(Document passage begins)
I've eaten fried rice three times in the last 36 hours. And it was good fried rice, so I'm not even sorry.
The Universal Truth About Falling Apart
Here's what I realized somewhere between researching cat employment and wondering if I could survive on dandelions: we're all walking around pretending we have our shit together when really we're all just one "Landslide" away from a complete emotional unraveling.
We're all secretly Googling "how to survive on grass when WWIII breaks out" and wondering if our pets could contribute to the household budget. We're all having second life crises and third career changes and wondering what the hell we're supposed to do with the rest of our lives.
The shame isn't in having these thoughts. The shame is in thinking we're the only ones having them.
The Second Life Crisis is Real
Let's talk about this "second life crisis" thing, because I think I accidentally named something real. It's not a midlife crisis - that's for people who buy sports cars and date wildly inappropriate people (although…hmmm - they’re both fun). This is different.
(Document passage ends)
▸ **Brief**
Write the next part of the essay on the "second life crisis," beginning after its last sentence, "This is different." None of the lines have any bearing on this.
(Provided records begins)
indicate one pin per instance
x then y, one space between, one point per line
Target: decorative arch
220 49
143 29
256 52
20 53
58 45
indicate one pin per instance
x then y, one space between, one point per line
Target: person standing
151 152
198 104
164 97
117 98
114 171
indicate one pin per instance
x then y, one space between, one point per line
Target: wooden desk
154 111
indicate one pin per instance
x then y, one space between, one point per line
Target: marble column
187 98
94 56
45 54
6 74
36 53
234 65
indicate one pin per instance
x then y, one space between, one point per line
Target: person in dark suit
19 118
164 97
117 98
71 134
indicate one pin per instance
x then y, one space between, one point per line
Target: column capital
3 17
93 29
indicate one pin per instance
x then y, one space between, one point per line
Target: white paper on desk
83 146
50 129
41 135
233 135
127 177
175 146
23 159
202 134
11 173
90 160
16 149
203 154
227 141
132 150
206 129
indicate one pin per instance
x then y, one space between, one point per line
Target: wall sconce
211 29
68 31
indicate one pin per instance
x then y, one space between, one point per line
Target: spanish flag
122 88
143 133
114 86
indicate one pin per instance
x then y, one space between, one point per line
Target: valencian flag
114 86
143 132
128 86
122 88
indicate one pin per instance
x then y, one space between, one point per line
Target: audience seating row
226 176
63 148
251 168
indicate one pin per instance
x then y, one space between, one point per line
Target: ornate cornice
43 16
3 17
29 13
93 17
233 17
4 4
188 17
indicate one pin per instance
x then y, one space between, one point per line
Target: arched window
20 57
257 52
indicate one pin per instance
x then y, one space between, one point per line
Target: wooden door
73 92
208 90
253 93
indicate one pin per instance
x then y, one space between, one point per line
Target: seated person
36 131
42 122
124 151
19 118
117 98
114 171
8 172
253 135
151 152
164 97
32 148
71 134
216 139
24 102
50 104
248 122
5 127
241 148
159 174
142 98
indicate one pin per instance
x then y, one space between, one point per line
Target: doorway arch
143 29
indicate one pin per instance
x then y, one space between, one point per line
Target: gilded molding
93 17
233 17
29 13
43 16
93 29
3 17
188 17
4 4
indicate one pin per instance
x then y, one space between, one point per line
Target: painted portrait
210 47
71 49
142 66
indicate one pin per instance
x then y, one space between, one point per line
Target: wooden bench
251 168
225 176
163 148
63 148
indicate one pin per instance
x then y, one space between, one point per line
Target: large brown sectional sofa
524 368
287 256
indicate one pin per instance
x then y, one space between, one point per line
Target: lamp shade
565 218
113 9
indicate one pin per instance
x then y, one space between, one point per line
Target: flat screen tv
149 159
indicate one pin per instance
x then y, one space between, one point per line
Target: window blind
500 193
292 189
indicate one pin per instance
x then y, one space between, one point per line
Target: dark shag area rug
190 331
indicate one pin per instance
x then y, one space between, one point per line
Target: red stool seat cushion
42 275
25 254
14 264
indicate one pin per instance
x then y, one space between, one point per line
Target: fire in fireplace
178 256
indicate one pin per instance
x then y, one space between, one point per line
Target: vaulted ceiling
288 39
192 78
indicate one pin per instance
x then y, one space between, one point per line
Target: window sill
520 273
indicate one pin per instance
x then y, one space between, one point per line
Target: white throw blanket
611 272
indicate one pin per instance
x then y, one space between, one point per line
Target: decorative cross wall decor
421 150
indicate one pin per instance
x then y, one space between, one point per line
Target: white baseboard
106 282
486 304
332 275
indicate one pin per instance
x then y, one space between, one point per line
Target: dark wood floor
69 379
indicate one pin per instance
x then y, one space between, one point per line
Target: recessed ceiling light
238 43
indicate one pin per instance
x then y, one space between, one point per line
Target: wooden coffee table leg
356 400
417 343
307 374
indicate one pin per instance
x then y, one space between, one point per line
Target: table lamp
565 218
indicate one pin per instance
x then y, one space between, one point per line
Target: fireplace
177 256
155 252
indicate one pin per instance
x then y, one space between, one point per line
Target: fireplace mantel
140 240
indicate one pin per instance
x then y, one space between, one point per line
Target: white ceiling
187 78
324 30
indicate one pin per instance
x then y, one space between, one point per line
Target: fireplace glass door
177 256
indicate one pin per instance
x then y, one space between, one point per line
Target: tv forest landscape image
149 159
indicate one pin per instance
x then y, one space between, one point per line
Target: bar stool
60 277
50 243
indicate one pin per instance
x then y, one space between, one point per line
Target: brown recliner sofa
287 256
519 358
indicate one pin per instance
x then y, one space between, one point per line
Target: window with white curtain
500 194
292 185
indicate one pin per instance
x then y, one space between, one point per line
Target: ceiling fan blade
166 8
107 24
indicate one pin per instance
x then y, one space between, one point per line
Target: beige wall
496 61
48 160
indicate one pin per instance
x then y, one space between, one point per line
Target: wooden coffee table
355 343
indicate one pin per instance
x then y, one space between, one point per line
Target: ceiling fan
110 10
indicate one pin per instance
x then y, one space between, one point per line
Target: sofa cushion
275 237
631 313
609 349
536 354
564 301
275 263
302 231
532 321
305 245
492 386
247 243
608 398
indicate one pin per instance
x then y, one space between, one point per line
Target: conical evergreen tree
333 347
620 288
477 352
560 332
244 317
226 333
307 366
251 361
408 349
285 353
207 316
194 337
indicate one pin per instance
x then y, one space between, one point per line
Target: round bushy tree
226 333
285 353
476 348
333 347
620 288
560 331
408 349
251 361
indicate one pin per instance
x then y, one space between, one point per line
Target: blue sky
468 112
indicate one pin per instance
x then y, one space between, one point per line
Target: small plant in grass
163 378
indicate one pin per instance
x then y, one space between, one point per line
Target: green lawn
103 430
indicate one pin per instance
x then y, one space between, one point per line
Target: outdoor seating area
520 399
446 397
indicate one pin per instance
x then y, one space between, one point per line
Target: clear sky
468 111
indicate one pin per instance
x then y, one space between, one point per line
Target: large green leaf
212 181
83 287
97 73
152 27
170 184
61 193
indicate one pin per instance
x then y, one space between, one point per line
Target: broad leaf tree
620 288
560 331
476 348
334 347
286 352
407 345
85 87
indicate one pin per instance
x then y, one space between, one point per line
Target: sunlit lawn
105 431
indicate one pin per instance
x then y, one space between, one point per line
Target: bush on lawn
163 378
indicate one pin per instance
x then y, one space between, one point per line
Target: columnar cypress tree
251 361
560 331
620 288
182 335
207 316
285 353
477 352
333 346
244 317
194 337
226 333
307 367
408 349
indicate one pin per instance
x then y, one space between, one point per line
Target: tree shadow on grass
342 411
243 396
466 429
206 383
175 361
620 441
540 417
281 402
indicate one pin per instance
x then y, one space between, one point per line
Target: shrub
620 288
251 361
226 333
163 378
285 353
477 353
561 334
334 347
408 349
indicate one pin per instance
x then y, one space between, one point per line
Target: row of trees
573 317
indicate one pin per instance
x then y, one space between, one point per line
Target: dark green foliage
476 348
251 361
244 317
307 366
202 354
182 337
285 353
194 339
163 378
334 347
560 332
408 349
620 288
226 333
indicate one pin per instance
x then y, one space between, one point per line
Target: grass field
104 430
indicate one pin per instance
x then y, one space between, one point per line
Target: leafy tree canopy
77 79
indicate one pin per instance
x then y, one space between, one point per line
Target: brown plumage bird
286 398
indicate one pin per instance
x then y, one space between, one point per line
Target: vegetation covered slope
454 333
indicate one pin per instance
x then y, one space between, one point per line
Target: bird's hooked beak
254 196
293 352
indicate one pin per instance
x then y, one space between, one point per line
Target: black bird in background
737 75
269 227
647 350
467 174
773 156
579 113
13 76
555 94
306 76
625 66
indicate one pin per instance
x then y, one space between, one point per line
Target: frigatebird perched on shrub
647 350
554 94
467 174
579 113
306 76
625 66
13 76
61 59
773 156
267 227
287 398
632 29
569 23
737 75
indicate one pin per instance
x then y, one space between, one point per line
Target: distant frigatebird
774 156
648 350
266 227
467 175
(Provided records ends)
▸ **Final answer**
A second life crisis is what happens when your first life stops working and you realize you have to build an entirely new one from scratch. It's for those of us who thought we had it figured out and then life said, "Plot twist, bitch!"
It's for cancer survivors starting over. For people whose industries got disrupted. For anyone who looked around at 40-something and realized they were living someone else's definition of success.
It's the crisis that comes with having enough life experience to know what you don't want, but not enough clarity to know what you do want.
The Fleetwood Mac Factor
And "Landslide"? That song is basically the anthem of the second life crisis. Stevie Nicks wrote it when she was 27, but it hits differently when you're 46 and actually understand what she meant about time making you bolder and children getting older.
When you're rebuilding your life in real time, every line becomes personal: "I've been afraid of changing, 'cause I built my life around you." Except in this case, "you" is your old career, your old identity, your old certainties.
No wonder I cried. The woman was singing my autobiography.
Today's Brutal Honesty
Crumpled Ink Day 16, June 24th, 2025: Today, I choose brutal honesty over comfortable lies.
Because comfortable lies are what got us here in the first place. "Everything is fine," "I have it all figured out," "I'm just going through a phase."
Fuck that. Everything is not fine. I don't have it figured out. And this isn't a phase - this is a complete life renovation.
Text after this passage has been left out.